● WRITTEN REQUEST:
Copy only what runs from the line containing "Point out the man" through the end of the material below, line for line, with both ends included.

● ENTRIES SHOWN:

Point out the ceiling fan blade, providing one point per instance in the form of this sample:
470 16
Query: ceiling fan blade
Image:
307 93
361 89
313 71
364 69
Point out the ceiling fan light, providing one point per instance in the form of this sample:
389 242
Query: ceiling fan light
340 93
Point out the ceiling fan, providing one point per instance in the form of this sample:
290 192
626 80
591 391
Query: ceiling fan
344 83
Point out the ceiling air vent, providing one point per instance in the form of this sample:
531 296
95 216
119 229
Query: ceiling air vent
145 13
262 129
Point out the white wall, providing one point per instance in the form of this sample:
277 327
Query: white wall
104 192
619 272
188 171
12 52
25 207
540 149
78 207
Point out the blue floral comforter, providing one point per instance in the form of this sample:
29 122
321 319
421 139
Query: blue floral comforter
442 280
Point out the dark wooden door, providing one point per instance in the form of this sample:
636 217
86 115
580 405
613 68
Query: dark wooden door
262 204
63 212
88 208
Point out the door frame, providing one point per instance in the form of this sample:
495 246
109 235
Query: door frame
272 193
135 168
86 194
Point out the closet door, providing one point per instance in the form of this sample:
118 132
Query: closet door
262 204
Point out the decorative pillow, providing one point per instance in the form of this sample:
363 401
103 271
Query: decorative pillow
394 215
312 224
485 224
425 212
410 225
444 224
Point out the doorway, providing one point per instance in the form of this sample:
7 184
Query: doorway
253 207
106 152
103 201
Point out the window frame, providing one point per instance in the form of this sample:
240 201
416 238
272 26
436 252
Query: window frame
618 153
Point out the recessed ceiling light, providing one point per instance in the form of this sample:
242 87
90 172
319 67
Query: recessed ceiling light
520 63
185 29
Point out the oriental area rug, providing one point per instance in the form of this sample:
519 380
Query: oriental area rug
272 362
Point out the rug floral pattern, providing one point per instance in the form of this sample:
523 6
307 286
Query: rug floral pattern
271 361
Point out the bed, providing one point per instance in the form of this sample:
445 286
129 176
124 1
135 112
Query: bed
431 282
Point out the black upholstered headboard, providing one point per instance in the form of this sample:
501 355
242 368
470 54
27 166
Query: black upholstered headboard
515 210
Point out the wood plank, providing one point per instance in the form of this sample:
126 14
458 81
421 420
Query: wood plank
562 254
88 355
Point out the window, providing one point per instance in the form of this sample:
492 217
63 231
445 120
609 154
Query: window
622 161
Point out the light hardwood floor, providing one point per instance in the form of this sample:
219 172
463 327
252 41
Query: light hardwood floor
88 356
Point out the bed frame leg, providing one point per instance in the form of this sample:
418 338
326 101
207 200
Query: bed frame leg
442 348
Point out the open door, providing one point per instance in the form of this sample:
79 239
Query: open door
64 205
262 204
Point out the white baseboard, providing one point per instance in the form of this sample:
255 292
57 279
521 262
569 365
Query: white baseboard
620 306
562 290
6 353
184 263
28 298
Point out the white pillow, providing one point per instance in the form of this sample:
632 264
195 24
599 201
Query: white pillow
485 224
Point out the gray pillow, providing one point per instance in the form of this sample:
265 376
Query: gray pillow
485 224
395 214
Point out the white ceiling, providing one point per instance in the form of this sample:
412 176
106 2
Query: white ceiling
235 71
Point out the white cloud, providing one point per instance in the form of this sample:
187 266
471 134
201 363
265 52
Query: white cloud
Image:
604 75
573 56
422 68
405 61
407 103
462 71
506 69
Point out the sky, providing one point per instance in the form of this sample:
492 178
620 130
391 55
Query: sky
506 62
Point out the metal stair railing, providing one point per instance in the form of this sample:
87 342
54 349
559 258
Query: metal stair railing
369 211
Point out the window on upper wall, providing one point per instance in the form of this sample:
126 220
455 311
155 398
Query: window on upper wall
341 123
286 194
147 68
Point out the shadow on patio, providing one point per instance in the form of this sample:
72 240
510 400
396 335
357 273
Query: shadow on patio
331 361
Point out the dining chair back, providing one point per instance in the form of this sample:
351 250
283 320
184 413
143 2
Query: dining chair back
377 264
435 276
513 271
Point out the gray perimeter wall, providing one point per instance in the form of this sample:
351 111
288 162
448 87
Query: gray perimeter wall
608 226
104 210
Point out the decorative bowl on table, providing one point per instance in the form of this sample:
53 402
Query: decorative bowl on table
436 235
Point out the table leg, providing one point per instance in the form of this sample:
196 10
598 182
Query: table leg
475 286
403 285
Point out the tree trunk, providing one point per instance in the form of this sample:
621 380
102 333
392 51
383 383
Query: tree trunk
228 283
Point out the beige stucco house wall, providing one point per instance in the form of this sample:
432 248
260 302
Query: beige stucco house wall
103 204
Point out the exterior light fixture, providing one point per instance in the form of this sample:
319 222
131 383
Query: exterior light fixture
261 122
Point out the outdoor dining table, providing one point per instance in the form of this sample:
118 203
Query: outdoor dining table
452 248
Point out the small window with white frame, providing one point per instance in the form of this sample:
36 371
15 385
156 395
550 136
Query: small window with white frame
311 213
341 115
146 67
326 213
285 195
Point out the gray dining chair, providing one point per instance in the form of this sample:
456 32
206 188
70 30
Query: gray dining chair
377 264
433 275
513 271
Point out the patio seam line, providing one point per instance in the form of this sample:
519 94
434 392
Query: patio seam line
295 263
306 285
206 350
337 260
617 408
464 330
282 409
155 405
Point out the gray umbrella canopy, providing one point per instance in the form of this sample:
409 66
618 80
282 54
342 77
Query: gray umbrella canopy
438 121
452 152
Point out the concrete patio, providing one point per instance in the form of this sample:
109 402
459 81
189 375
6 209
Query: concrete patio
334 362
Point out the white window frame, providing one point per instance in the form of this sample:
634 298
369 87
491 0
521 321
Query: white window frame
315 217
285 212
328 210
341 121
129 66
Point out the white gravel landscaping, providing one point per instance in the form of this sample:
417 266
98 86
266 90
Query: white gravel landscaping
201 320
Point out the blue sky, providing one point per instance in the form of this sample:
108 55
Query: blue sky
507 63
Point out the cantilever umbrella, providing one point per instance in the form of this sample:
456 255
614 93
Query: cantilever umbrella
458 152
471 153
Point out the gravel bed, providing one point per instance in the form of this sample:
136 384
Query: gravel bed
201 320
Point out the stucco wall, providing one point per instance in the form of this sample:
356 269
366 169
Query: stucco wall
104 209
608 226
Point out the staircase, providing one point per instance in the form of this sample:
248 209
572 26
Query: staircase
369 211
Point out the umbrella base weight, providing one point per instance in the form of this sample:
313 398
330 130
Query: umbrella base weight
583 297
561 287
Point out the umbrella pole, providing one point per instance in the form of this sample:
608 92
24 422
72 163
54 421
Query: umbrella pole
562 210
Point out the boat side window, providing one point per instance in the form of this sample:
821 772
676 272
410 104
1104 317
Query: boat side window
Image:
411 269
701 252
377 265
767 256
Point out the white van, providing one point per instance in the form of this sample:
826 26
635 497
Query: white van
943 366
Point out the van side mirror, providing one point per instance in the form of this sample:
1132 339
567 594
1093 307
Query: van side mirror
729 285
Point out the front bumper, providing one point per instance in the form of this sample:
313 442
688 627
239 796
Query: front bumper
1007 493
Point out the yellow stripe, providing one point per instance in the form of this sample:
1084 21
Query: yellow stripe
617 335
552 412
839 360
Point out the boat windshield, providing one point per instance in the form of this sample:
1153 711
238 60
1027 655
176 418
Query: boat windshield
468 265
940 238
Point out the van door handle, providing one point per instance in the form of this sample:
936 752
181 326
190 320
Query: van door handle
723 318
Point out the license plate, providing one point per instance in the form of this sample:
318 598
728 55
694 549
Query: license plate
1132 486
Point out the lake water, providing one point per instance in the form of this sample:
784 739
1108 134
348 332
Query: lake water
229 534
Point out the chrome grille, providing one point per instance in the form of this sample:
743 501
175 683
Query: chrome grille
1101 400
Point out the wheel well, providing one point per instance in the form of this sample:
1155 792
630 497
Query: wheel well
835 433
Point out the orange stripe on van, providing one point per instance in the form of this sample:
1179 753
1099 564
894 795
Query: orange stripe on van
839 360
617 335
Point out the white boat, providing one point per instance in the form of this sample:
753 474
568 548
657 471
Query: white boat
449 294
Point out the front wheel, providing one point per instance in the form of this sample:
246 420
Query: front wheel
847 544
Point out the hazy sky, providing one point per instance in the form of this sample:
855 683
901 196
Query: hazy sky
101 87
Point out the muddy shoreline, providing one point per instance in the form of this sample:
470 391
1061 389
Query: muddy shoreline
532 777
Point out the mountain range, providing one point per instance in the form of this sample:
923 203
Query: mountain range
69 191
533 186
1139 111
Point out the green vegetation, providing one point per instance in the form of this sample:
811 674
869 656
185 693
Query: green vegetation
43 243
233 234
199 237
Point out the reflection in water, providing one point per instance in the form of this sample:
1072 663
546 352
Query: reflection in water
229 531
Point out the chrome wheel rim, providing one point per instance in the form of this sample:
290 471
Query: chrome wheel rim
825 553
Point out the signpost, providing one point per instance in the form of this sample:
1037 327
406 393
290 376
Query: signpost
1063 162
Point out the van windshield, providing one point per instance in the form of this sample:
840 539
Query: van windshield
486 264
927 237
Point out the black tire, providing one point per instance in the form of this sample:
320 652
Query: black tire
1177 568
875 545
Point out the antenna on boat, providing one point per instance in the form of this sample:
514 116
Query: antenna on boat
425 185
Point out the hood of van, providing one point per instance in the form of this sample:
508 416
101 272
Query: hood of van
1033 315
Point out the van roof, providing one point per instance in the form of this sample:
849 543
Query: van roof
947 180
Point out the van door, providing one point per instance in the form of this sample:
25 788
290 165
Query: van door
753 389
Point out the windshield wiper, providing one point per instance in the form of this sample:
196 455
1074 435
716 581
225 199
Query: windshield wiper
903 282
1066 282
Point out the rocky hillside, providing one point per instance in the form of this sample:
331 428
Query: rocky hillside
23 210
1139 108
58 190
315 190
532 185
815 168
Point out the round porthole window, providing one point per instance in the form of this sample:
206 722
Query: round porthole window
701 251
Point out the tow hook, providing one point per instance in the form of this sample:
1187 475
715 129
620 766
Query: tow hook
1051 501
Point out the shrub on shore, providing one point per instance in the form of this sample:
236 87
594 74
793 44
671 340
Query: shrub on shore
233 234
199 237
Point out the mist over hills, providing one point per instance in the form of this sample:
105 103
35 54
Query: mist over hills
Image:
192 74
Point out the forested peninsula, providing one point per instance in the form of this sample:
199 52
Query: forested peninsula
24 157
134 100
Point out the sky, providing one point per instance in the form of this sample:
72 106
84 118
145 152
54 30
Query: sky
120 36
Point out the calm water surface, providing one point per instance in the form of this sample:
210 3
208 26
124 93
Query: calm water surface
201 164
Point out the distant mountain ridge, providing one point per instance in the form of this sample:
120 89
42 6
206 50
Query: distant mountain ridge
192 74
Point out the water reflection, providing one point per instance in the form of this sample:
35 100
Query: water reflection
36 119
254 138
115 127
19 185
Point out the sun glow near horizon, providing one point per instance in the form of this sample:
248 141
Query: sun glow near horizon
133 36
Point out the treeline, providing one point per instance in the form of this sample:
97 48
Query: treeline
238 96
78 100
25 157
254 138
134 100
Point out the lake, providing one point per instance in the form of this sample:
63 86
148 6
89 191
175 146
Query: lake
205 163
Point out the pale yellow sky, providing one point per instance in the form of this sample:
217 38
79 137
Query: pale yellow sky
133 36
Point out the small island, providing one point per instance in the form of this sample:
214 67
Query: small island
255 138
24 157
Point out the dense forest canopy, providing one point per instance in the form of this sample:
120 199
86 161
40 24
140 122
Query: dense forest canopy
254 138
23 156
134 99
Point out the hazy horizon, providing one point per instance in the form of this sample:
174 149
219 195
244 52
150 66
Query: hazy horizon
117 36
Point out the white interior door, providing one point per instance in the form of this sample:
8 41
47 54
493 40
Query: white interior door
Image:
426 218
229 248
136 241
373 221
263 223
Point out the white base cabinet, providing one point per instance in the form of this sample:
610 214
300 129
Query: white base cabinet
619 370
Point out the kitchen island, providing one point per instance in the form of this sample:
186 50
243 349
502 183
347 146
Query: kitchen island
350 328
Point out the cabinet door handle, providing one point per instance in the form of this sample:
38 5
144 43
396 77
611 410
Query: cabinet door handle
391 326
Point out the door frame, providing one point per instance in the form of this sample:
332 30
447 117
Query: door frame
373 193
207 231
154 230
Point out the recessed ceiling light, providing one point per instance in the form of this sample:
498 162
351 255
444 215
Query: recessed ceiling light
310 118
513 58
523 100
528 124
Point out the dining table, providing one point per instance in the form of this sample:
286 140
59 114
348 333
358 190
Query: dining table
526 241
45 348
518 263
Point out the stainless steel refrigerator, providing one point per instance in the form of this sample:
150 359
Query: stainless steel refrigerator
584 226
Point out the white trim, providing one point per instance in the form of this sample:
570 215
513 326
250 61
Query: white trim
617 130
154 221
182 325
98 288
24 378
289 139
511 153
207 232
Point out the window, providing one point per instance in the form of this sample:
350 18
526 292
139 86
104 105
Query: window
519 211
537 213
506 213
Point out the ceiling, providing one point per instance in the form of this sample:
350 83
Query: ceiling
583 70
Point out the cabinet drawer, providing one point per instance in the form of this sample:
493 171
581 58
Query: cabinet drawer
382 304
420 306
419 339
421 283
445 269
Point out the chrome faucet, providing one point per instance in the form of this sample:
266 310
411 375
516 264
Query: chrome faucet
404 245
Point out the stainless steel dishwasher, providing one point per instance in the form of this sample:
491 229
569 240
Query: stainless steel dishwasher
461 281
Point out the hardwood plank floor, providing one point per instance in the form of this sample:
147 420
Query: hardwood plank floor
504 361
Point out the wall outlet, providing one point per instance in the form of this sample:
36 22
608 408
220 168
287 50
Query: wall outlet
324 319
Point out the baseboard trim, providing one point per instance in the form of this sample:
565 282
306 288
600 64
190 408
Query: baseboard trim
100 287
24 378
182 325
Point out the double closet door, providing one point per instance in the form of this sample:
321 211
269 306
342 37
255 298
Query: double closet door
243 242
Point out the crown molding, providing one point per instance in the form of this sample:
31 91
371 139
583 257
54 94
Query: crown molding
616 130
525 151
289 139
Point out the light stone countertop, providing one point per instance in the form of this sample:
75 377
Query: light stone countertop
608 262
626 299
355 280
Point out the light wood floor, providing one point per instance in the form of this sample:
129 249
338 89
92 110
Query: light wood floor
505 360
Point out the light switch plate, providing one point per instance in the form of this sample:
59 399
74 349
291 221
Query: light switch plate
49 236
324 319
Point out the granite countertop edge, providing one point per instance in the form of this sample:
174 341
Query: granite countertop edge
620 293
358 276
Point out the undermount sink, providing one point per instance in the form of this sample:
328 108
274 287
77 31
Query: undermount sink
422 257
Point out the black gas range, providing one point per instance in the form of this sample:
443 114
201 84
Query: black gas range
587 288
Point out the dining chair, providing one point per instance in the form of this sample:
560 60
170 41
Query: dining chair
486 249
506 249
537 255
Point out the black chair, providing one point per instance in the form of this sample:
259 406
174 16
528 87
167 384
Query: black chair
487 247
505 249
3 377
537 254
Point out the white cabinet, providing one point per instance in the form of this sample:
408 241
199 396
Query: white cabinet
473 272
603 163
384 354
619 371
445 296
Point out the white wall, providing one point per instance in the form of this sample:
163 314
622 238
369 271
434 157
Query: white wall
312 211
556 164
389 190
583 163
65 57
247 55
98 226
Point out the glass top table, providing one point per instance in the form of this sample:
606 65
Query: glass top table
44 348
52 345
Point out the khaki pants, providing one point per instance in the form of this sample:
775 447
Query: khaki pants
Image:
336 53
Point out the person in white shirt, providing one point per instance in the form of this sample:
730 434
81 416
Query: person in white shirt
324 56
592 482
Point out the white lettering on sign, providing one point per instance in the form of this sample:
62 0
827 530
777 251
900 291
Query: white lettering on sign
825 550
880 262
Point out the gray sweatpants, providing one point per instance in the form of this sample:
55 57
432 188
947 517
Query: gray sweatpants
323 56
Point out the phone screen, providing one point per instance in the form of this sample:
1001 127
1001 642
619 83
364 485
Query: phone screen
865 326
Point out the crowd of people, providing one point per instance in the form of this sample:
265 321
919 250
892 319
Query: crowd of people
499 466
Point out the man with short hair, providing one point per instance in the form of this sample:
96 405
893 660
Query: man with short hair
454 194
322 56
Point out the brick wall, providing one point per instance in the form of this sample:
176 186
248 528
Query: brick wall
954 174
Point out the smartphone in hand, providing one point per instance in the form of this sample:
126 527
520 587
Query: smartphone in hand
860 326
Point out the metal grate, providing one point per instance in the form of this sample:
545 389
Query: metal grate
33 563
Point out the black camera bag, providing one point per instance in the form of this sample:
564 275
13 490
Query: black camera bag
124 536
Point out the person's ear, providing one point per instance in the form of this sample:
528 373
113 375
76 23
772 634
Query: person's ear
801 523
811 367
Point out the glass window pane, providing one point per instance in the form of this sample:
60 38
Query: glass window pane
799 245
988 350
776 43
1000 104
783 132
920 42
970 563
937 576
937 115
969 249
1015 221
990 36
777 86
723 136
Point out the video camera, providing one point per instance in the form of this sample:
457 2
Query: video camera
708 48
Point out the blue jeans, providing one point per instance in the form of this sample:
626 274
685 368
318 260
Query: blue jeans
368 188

● WRITTEN ANSWER:
Point out the man with short hair, providing one point per instance in the form of this sample:
96 405
893 660
Query: man with short hair
454 194
322 56
Point out the brick wall, providing one point per instance in the form of this sample:
176 186
248 528
Query: brick wall
954 174
Point out the smartphone in hand, providing one point per instance in the form of this sample:
126 527
520 587
Query: smartphone in hand
860 326
Point out the metal grate, providing one point per instance in the form of this sample:
545 389
Query: metal grate
33 563
Point out the black camera bag, providing one point per instance in the form of this sample:
564 275
13 490
Query: black camera bag
124 536
Point out the person's ear, providing one point per instance in the form of this sample:
528 373
113 375
76 23
772 634
Query: person's ear
801 523
811 367
Point out the glass window pane, providing one point per instance in the form of this sample:
60 38
Query: glass window pane
799 245
988 350
776 43
1000 104
783 132
920 42
970 563
937 576
937 115
969 249
1015 221
990 36
777 86
723 136
Point out the video camera, providing one point per instance in the form of this sample:
457 2
Query: video camera
708 48
Point out the blue jeans, providing one point per instance in the form of this sample:
626 274
685 368
318 260
Query: blue jeans
368 188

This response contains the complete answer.